Ingres, que absorbió el influjo troubadour, pintó por encargo episodios anecdóticos de la historia. Pero, yendo más allá, en un personal ejercicio de introspección, evocó además escenas de las vidas de los artistas que más admiraba, particularmente de Rafael, que partían de relatos literarios o de las Vidas de Vasari y que repetía a menudo. También representaría episodios de intensidad emocional épica, extraídos directamente de los grandes clásicos de la literatura italiana, como la Divina comedia de Dante.

Ingres y el XIV duque de Alba

Autorretrato de medio cuerpo, 1835
En fechas muy tempranas y antes de que fuera considerado un artista famoso, Ingres disfrutó de la atención de un patrono español, Carlos Miguel Fitz-James Stuart (1794-1835), VII duque de Berwick, llamado a suceder a su prima -la célebre duquesa goyesca- en el título de Alba. Deseoso de engrandecer su linaje, amasó una brillante colección artística que comprendía desde estatuas romanas a cerámicas clásicas y, desde luego, grandes encargos de pintura y escultura contemporáneas.
Ingres estuvo a su servicio tras la desaparición de la corte napoléonica en Roma, y recibió de él numerosos encargos, de los que solo llegó a terminar uno: Felipe V impone el Toisón de Oro al duque de Berwick (Madrid, Fundación Casa de Alba). A diferencia de las pequeñas pinturas de historia, esa obra aborda un asunto histórico de consideración: el momento en que Felipe V condecora al duque de Berwick por sus méritos militares defendiendo la opción borbónica frente a la austríaca en el marco de la Guerra de Sucesión. El lienzo gozó siempre de la estima de Ingres, que lo incluyó entre sus obras de mayor mérito académico al ingresar en el Institut de France.

Mujeres cautivas

La gran Odalisca, 1814

Frente al tratamiento del desnudo masculino, heroico y marcial, que había aprendido de David, Ingres se adentró en ese género únicamente a través de la pura carga erótica contenida en la belleza del cuerpo femenino, sin obedecer a los cánones estéticos del desnudo académico. Su Odalisca, liberada de toda razón moral y sin entender ni de mitología ni de historia, se hizo célebre por constituir una invitación directa al placer sensual. Se considera, por ello, el primer gran desnudo de la tradición moderna.

LISTADO DEL EJERCICIO
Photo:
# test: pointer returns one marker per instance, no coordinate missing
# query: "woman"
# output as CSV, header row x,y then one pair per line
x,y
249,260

TAREA SOLICITADA 1
Reescriba en forma de lista el párrafo de la fuente que comienza «Ingres estuvo a su servicio» y conserve sus datos principales.
TAREA SOLICITADA 2
Transcriba el listado completo sin alterar nada.

RESPUESTA 1
- Ingres estuvo al servicio de Carlos Miguel Fitz-James Stuart tras la desaparición de la corte napoleónica en Roma.
- Recibió de él numerosos encargos, pero solo terminó uno: Felipe V impone el Toisón de Oro al duque de Berwick (Madrid, Fundación Casa de Alba).
- A diferencia de las pequeñas pinturas de historia, esta obra aborda un asunto histórico de consideración. Representa el momento en que Felipe V condecora al duque de Berwick por sus méritos militares en defensa de la opción borbónica frente a la austríaca, en el marco de la Guerra de Sucesión.
- Ingres siempre tuvo el lienzo en estima y lo incluyó entre sus obras de mayor mérito académico al ingresar en el Institut de France.

RESPUESTA 2
Photo:
# test: pointer returns one marker per instance, no coordinate missing
# query: "woman"
# output as CSV, header row x,y then one pair per line
x,y
249,260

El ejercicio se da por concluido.